> TASK STATEMENT: From the line with "Place one point per instance of the white stork." through the final line of the entries below, write out each line exactly and nothing else.

SOURCE DATA below:

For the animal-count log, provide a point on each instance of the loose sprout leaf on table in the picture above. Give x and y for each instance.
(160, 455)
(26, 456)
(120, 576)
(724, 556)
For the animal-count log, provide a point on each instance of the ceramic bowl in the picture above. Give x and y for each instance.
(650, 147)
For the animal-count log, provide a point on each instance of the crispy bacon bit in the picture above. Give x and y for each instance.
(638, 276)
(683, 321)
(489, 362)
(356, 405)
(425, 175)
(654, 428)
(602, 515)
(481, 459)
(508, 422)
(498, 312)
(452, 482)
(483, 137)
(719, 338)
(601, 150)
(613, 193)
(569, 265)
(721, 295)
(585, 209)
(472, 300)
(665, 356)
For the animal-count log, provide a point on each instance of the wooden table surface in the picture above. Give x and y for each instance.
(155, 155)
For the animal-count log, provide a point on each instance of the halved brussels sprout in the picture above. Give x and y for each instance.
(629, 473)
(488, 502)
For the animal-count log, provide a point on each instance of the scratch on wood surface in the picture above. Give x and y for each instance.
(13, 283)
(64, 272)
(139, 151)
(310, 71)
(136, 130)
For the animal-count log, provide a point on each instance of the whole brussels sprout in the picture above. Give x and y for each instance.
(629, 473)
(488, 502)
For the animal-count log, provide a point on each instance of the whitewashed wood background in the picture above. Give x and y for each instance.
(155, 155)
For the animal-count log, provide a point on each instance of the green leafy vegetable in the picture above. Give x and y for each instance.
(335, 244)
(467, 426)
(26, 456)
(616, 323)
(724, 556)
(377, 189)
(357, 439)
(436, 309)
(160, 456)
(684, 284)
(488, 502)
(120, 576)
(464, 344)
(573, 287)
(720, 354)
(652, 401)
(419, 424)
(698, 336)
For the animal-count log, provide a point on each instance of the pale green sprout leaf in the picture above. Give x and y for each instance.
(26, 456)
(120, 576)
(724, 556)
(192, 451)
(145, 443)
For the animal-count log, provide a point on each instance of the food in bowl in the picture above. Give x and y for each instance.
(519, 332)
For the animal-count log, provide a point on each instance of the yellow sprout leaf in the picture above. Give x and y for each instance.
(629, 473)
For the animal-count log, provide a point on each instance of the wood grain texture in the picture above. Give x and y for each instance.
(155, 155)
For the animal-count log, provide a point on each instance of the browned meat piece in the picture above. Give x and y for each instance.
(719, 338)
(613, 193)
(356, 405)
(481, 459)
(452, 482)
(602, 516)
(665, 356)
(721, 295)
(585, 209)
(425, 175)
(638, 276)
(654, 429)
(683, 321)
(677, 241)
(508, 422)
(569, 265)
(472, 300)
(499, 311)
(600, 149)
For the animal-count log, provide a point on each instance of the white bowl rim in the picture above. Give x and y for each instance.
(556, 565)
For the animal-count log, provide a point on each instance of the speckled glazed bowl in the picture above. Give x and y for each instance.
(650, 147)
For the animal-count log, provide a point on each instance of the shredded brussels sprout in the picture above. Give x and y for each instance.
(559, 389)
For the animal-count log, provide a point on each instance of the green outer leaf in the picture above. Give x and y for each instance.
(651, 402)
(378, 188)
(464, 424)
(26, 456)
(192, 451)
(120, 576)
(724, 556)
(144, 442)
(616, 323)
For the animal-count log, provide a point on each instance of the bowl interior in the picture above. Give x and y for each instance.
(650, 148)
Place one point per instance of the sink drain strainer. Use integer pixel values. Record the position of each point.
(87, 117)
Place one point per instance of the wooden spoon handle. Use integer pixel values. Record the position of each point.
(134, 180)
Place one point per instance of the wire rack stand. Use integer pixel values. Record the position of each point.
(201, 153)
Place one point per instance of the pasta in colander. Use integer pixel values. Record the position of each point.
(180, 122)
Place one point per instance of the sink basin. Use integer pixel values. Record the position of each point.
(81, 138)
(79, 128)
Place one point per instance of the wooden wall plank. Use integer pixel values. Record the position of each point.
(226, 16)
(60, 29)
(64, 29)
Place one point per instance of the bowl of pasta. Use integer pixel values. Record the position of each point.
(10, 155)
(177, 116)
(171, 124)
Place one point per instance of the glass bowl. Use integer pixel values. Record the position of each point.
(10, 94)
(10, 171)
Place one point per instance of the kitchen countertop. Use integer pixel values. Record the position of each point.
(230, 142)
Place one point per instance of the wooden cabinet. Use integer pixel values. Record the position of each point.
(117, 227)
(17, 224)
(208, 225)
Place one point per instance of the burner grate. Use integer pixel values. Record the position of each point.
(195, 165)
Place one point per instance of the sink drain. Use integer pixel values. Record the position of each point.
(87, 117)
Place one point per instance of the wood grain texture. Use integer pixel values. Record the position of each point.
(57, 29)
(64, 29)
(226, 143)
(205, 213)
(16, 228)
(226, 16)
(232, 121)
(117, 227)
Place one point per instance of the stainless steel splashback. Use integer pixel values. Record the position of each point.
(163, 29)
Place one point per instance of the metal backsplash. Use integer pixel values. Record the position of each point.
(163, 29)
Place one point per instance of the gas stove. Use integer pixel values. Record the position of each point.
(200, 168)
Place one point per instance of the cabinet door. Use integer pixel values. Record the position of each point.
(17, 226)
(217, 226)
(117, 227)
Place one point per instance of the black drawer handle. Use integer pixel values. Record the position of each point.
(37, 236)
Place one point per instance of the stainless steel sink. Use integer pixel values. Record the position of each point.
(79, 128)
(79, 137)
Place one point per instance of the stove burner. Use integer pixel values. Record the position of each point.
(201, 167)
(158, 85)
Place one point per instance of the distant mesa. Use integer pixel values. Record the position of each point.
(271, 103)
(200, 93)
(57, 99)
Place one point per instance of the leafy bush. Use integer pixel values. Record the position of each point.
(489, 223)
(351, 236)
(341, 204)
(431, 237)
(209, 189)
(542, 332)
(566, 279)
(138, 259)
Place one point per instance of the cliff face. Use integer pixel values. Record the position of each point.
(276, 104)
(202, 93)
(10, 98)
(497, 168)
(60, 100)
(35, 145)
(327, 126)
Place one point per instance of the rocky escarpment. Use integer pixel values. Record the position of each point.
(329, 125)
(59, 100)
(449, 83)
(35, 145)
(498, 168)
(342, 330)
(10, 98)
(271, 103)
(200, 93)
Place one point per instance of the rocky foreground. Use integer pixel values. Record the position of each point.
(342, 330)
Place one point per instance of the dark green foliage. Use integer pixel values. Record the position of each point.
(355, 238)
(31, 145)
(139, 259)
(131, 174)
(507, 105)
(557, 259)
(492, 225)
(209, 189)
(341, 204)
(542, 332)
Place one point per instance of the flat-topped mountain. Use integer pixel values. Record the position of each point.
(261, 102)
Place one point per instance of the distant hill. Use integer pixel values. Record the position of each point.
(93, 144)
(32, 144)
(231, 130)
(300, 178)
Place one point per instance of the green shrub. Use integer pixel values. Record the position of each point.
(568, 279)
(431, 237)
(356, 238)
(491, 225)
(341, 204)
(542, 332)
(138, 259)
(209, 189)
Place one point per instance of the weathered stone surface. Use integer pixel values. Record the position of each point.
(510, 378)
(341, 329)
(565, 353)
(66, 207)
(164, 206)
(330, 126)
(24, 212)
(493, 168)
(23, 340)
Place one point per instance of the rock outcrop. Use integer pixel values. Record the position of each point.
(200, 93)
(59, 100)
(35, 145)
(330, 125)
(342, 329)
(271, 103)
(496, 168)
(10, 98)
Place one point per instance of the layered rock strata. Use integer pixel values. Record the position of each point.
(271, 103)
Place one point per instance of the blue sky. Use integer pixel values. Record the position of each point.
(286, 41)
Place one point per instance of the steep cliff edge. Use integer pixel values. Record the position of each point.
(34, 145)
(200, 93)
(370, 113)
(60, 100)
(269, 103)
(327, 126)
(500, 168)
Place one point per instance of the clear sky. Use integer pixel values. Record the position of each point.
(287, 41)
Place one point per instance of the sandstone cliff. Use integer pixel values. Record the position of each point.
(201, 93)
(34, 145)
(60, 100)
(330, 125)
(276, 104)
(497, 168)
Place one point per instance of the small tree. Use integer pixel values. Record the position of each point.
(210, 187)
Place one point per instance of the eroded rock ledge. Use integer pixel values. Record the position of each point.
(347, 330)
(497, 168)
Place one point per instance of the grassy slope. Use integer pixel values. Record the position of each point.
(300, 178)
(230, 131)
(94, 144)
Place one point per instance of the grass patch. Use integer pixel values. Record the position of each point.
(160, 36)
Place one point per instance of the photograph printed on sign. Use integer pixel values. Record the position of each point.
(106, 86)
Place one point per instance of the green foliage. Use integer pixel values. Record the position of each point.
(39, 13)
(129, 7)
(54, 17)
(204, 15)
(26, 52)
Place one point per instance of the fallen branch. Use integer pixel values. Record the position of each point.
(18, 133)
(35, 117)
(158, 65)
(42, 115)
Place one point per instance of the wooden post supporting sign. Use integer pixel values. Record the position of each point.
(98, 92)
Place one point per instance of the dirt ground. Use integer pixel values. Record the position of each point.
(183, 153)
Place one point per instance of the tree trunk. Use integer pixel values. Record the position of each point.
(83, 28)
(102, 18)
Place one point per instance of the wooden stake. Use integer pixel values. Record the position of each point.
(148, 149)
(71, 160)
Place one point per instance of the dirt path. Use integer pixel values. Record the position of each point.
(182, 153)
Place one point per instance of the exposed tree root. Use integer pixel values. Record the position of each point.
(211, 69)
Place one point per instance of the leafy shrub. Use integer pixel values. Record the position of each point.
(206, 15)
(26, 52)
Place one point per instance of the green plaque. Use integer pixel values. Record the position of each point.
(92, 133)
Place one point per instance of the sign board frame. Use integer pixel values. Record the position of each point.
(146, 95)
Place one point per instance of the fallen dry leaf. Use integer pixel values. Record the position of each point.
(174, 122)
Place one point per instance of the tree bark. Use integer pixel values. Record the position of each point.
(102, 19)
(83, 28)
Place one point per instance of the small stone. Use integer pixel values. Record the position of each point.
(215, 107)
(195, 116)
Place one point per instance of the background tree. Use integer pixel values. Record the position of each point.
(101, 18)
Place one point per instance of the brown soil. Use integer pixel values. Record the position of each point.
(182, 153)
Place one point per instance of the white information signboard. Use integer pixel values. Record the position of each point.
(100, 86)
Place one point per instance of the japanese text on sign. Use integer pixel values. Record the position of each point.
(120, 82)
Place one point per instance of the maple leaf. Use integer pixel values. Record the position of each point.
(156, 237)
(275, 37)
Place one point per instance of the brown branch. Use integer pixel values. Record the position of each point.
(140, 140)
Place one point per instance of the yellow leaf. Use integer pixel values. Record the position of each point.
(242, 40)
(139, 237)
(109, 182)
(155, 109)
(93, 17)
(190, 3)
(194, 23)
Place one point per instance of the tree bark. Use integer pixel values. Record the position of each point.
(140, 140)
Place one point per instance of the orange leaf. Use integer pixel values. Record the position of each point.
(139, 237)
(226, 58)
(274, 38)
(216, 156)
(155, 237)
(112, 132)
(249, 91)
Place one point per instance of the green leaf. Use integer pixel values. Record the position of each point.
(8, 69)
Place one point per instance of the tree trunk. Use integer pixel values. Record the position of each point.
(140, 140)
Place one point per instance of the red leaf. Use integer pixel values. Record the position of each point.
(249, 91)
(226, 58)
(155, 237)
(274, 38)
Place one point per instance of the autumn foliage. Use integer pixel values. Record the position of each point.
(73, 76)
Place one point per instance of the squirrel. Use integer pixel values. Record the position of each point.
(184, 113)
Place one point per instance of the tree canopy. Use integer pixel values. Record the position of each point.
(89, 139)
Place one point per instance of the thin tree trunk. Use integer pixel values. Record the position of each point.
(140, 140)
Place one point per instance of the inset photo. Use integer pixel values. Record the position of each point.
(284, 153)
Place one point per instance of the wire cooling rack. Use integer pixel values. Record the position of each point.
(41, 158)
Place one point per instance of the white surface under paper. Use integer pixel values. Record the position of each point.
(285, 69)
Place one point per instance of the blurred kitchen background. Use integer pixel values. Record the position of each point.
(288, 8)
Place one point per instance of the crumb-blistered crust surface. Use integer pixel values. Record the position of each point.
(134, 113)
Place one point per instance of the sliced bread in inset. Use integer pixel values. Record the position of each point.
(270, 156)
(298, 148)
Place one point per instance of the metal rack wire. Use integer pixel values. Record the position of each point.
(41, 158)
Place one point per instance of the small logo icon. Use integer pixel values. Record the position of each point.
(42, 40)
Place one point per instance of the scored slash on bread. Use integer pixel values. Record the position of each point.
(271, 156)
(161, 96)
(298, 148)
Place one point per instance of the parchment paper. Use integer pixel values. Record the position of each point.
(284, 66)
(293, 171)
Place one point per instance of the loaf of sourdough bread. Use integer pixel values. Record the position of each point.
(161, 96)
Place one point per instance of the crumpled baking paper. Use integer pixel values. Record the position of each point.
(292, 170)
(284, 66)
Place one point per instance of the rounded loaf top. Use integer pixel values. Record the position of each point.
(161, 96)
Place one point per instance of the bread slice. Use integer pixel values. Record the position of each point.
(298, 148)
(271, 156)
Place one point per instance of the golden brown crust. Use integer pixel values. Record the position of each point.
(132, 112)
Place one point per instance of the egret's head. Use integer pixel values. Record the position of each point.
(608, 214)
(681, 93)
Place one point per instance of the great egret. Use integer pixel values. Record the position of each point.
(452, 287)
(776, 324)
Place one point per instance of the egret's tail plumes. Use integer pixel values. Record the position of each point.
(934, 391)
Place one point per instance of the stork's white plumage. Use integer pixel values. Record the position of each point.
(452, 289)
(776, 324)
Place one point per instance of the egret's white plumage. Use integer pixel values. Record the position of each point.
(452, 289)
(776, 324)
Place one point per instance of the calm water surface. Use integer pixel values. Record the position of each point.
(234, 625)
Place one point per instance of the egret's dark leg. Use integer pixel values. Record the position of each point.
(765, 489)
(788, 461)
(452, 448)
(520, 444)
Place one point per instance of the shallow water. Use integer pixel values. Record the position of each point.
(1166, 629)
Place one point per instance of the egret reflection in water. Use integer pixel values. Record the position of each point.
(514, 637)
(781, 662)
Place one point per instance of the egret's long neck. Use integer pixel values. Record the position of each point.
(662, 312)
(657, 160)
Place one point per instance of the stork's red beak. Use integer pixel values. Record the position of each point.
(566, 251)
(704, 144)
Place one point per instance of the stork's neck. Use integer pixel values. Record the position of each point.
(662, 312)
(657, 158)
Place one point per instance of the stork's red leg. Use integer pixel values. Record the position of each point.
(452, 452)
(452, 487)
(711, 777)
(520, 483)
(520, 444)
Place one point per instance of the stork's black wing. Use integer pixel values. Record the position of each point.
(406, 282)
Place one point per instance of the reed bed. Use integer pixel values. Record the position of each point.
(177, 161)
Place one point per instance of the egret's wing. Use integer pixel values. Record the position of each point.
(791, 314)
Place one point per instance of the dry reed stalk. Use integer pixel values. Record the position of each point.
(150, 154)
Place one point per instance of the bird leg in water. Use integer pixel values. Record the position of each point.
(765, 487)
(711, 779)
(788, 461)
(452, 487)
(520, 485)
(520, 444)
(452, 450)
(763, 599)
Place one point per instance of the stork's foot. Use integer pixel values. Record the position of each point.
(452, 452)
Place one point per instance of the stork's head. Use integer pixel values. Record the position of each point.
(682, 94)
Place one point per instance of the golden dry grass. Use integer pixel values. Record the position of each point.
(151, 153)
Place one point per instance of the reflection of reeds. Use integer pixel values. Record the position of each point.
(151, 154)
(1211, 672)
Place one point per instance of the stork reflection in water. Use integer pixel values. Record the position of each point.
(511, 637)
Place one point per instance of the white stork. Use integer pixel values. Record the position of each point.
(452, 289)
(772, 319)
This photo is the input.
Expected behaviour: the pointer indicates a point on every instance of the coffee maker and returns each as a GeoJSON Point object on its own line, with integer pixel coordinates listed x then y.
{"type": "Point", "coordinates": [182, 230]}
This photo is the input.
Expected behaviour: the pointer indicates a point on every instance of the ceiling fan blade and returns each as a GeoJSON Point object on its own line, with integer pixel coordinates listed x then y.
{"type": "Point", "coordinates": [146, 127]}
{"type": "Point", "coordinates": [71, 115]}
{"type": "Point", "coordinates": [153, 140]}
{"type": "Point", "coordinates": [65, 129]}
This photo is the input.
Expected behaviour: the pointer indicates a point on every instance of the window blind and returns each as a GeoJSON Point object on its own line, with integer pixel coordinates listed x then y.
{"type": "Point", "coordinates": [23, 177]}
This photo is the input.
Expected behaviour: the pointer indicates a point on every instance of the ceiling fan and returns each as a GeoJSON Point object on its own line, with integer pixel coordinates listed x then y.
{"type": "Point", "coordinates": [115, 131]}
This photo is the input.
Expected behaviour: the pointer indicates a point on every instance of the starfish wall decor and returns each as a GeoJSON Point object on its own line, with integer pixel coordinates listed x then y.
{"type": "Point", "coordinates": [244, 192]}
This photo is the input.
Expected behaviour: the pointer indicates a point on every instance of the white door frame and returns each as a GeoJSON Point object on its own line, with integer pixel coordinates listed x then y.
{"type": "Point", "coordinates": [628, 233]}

End of SOURCE DATA.

> ANSWER AREA:
Place one point per instance of the white stork. Use integer pixel values. Record the position of each point.
(452, 289)
(772, 319)
This photo is the input.
Expected behaviour: the pointer indicates a point on every instance of the coffee maker and returns each as a GeoJSON Point object on its own line, with integer pixel coordinates listed x then y.
{"type": "Point", "coordinates": [182, 230]}
This photo is the input.
Expected behaviour: the pointer indicates a point on every instance of the ceiling fan blade and returns each as a GeoJSON Point object on its own line, with integer pixel coordinates listed x then y.
{"type": "Point", "coordinates": [146, 127]}
{"type": "Point", "coordinates": [71, 115]}
{"type": "Point", "coordinates": [153, 140]}
{"type": "Point", "coordinates": [65, 129]}
This photo is the input.
Expected behaviour: the pointer indicates a point on every instance of the window blind and returns each as a GeoJSON Point object on its own line, with integer pixel coordinates listed x then y.
{"type": "Point", "coordinates": [23, 177]}
This photo is the input.
Expected behaviour: the pointer indicates a point on every instance of the ceiling fan and returns each as a GeoJSON Point object on its own line, with integer pixel coordinates listed x then y.
{"type": "Point", "coordinates": [115, 131]}
This photo is the input.
Expected behaviour: the pointer indicates a point on every instance of the starfish wall decor and returns each as a GeoJSON Point object on its own line, with integer pixel coordinates listed x then y.
{"type": "Point", "coordinates": [244, 192]}
This photo is the input.
Expected behaviour: the pointer indicates a point on every instance of the white door frame and returns each as a GeoJSON Point object on its own line, with integer pixel coordinates listed x then y.
{"type": "Point", "coordinates": [628, 233]}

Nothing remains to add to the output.